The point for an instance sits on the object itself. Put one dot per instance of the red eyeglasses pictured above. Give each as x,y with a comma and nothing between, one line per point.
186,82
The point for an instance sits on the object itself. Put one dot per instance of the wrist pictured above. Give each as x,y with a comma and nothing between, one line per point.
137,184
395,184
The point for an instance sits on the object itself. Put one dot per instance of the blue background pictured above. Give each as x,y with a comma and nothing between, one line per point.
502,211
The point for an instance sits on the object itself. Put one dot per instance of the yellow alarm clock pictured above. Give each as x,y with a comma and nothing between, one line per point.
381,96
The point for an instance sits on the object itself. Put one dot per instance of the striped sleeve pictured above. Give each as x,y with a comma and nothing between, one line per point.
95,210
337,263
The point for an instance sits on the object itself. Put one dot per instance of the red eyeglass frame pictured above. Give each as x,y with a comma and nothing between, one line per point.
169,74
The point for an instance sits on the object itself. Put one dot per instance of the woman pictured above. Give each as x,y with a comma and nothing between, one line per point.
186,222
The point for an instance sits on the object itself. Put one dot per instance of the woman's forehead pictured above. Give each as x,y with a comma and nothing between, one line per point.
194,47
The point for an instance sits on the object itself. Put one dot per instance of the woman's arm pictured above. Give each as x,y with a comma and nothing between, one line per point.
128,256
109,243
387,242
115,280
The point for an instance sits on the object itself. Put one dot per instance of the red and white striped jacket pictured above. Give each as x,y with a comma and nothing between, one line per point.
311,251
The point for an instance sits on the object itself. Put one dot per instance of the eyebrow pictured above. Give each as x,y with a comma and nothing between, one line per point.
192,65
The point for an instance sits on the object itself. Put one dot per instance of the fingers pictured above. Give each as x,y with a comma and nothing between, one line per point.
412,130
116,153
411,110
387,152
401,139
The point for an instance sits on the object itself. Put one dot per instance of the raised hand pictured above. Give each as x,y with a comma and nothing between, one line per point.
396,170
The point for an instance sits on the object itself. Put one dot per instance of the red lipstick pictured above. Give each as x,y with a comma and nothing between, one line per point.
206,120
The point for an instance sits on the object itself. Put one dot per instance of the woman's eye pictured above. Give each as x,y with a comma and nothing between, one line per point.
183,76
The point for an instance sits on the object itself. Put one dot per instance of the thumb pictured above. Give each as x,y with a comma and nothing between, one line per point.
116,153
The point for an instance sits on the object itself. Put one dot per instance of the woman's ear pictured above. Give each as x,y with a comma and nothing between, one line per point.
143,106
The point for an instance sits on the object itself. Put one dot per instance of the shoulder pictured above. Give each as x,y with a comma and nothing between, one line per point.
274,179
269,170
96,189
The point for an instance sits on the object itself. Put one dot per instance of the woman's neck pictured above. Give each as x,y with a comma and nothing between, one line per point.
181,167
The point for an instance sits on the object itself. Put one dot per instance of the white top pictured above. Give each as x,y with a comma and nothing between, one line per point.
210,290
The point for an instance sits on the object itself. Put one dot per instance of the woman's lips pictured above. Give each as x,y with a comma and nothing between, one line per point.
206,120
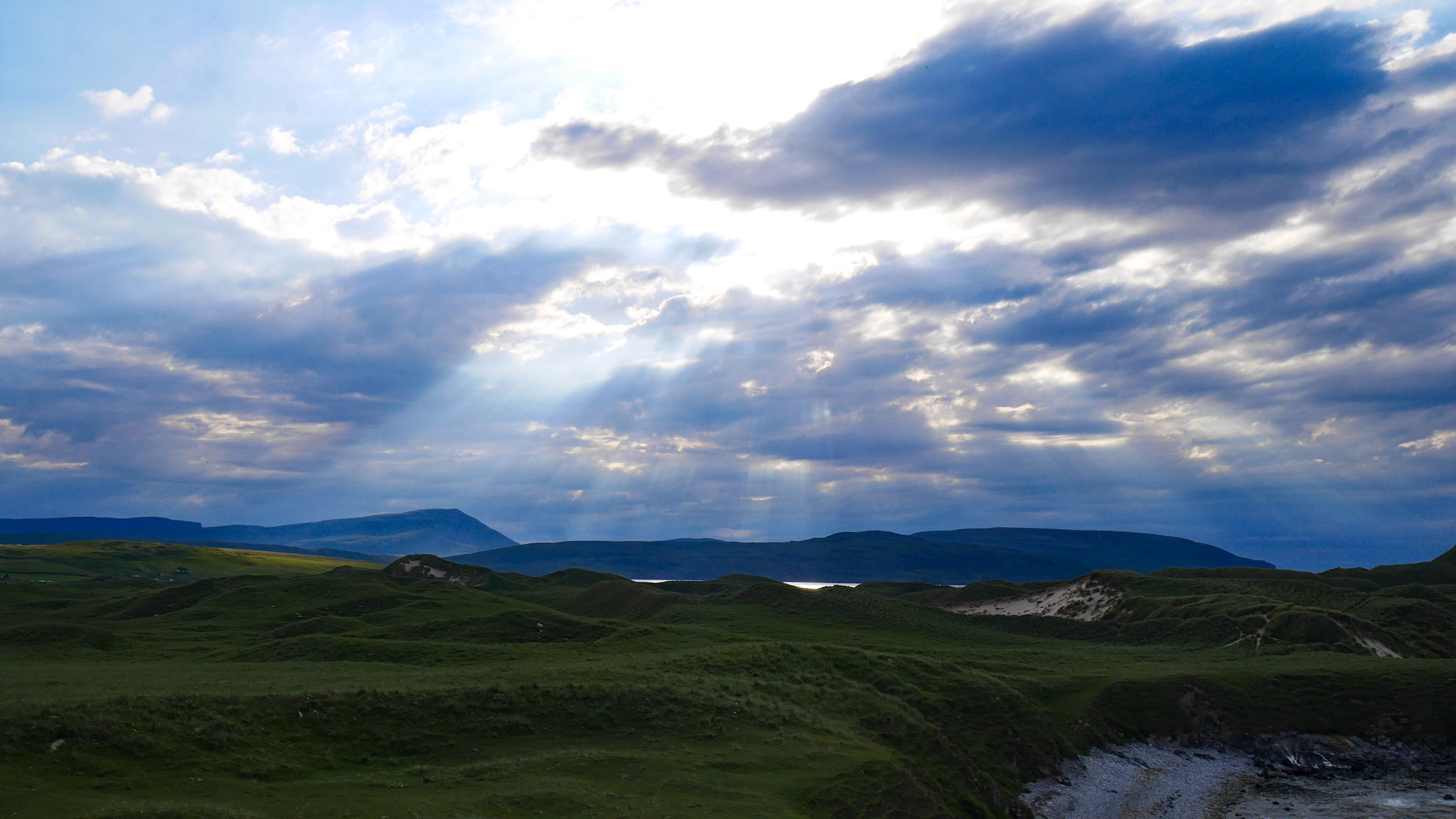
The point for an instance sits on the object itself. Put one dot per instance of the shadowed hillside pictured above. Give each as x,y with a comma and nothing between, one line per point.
443,690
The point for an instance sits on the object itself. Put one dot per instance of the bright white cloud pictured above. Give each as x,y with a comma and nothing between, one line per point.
117,102
283,143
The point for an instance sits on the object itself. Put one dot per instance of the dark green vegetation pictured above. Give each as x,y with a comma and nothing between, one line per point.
453,691
960,556
437,531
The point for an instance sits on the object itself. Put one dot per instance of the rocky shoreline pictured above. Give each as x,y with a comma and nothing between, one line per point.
1289,776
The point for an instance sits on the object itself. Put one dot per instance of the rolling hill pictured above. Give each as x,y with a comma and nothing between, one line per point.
439,531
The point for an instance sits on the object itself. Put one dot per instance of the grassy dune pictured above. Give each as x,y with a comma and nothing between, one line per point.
329,690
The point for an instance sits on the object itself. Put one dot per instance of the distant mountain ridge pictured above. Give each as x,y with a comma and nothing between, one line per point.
961,556
440,531
1093,548
951,556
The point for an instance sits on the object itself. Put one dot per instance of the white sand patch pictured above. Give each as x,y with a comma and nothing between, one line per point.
1081,599
1140,781
1376,648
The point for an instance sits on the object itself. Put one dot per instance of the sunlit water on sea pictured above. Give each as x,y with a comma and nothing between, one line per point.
1349,799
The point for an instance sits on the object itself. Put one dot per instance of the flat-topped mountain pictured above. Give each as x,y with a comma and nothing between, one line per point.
439,531
851,557
1093,550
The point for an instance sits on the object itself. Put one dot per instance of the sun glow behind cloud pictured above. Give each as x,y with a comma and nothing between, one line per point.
657,269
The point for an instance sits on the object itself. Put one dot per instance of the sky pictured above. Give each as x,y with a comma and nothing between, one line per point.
747,270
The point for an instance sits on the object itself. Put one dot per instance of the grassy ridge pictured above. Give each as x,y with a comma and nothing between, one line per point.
154,562
363,692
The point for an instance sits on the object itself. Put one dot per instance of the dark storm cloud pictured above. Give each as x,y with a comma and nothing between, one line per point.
1096,112
222,387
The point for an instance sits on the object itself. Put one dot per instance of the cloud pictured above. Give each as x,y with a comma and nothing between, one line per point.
115,102
1093,112
337,44
283,143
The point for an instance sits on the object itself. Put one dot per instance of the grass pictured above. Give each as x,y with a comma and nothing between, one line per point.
329,690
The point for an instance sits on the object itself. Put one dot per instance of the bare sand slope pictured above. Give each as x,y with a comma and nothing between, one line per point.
1142,781
1079,599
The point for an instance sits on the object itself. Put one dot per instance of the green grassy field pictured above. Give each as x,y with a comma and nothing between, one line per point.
280,685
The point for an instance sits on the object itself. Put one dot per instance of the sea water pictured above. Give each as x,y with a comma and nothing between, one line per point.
1397,798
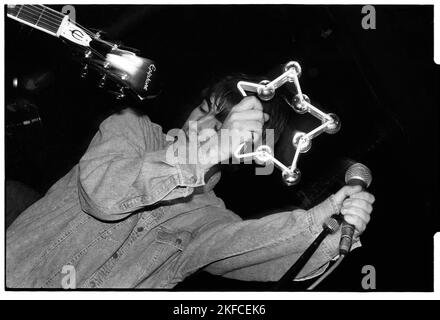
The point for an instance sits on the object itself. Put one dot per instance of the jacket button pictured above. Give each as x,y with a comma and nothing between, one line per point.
192,180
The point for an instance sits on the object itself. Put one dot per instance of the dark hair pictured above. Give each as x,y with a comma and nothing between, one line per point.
223,95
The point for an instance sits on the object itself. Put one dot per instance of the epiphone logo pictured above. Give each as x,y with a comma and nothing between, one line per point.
151,69
77,34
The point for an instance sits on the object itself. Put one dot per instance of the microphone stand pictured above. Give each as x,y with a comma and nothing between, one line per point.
331,226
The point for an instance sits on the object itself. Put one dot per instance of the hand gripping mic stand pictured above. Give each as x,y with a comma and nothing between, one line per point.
302,141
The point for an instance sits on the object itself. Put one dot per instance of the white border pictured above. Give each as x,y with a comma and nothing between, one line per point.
154,295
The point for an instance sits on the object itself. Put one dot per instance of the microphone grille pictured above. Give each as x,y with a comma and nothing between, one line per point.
360,172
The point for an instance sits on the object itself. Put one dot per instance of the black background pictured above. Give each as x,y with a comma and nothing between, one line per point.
380,82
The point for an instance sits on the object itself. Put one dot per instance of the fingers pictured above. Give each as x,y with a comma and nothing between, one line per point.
248,103
357,210
359,223
358,203
364,196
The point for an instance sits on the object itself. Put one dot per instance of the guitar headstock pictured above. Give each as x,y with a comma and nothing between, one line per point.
120,69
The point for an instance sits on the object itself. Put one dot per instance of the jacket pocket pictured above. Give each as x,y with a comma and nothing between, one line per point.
158,261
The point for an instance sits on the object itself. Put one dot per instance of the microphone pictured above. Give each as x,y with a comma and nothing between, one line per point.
356,175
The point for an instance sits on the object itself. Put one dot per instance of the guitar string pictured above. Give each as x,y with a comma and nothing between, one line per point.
31,12
28,17
59,16
87,31
55,25
26,12
44,10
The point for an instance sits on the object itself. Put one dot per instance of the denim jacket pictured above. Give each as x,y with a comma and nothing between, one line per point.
128,217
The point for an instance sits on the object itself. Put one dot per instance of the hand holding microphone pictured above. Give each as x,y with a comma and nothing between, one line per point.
355,204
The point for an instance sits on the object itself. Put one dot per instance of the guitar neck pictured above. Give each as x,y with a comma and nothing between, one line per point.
37,16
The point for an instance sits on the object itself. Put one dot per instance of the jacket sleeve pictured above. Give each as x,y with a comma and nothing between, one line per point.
129,164
262,249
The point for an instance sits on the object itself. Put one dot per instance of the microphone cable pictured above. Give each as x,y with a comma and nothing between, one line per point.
325,274
329,227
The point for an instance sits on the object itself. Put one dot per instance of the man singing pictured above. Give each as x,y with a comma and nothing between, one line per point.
135,213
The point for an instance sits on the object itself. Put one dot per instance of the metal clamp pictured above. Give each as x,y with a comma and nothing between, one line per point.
265,90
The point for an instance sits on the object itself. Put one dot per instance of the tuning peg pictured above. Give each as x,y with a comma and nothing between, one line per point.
88,54
102,81
97,33
84,71
121,94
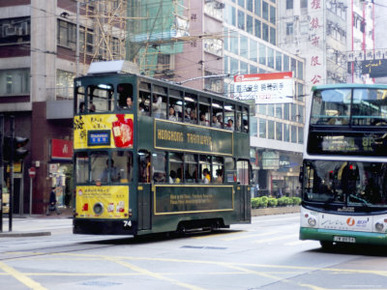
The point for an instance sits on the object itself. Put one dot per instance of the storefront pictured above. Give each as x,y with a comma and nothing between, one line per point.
60,170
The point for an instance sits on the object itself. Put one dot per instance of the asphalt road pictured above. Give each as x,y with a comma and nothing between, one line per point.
263,255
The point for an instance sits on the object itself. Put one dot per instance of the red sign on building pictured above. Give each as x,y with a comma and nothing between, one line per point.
61,149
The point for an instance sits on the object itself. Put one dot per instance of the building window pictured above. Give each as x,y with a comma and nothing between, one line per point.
289,4
14,82
289,28
64,84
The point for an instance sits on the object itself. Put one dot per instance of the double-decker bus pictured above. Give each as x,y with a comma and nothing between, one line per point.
344,176
151,156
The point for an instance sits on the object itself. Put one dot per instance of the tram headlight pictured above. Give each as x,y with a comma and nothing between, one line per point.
379,226
312,221
98,208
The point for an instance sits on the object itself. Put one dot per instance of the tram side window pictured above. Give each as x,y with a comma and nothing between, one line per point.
243,172
100,165
125,96
190,168
100,98
145,167
229,118
217,114
245,120
191,112
204,111
205,169
123,160
175,167
144,103
82,167
80,95
159,167
217,168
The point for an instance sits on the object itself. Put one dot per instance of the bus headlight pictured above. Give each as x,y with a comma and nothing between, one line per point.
379,226
312,221
98,208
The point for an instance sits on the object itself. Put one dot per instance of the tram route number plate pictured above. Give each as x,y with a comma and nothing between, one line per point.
344,239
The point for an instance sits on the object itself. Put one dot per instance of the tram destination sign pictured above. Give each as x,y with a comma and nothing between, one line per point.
189,138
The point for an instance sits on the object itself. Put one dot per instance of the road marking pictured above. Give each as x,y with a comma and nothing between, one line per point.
21,277
276,239
154,275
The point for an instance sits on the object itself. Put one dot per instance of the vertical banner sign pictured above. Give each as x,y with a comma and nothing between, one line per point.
265,88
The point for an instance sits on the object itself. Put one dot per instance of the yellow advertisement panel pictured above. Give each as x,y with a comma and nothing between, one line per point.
105,202
103,131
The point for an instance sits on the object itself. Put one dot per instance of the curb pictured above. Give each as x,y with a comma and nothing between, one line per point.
19,234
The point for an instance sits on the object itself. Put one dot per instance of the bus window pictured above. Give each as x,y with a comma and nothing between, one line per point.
144,103
217,114
80,96
159,106
238,124
191,112
229,116
159,167
175,167
243,172
191,168
100,98
204,111
123,160
99,162
125,96
144,163
245,120
82,167
205,168
176,101
217,167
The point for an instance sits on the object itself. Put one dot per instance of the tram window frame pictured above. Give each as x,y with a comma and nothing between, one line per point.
245,119
217,110
205,163
190,165
159,160
229,113
175,163
81,100
159,102
191,108
217,167
98,102
124,90
82,172
204,110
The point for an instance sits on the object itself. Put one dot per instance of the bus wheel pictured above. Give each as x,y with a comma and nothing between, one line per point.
326,245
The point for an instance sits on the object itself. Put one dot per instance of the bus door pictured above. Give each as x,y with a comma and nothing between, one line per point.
242,190
144,191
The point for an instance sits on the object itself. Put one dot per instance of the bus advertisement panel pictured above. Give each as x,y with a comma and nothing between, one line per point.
103,131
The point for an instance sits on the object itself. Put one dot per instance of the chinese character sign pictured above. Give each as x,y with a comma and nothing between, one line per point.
264,88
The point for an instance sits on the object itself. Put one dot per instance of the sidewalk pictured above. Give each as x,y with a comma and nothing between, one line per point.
37,225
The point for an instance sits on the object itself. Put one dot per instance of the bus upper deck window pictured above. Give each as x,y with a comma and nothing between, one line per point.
125,96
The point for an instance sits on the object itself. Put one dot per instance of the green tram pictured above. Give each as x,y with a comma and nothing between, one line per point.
151,156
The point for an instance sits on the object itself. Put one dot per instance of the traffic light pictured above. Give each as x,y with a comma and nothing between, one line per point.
13,149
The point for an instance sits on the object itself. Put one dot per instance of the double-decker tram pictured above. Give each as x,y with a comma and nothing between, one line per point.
344,177
151,156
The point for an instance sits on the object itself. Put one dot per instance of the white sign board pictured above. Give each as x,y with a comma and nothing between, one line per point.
264,88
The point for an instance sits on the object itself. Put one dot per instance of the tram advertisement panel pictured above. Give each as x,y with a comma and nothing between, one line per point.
190,138
185,199
102,201
103,131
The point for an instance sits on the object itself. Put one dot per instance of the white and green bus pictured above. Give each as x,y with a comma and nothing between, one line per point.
344,173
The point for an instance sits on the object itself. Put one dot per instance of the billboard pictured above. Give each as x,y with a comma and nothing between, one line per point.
264,88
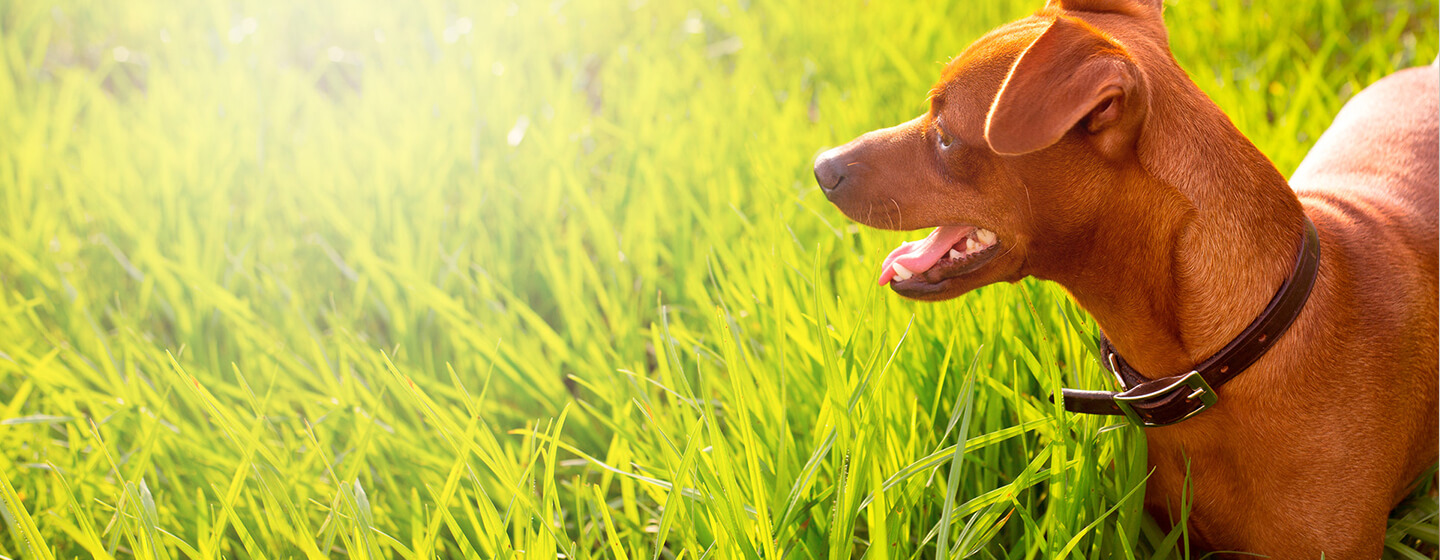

- _Your task_: Show each line of the data above that contains the word "background", copying every such line in full. Treat the match as case-sensitive.

- _Reply_:
The point for an instance sits on the object itself. Put one dot per instance of the blue background pictured above. Give each as x,y with a comma and nothing between, one line per point.
The point for an instance sits on the object itself. Put one dot per instance of the black background pictured above. Give each as x,y with a comma and nothing between, one line per point.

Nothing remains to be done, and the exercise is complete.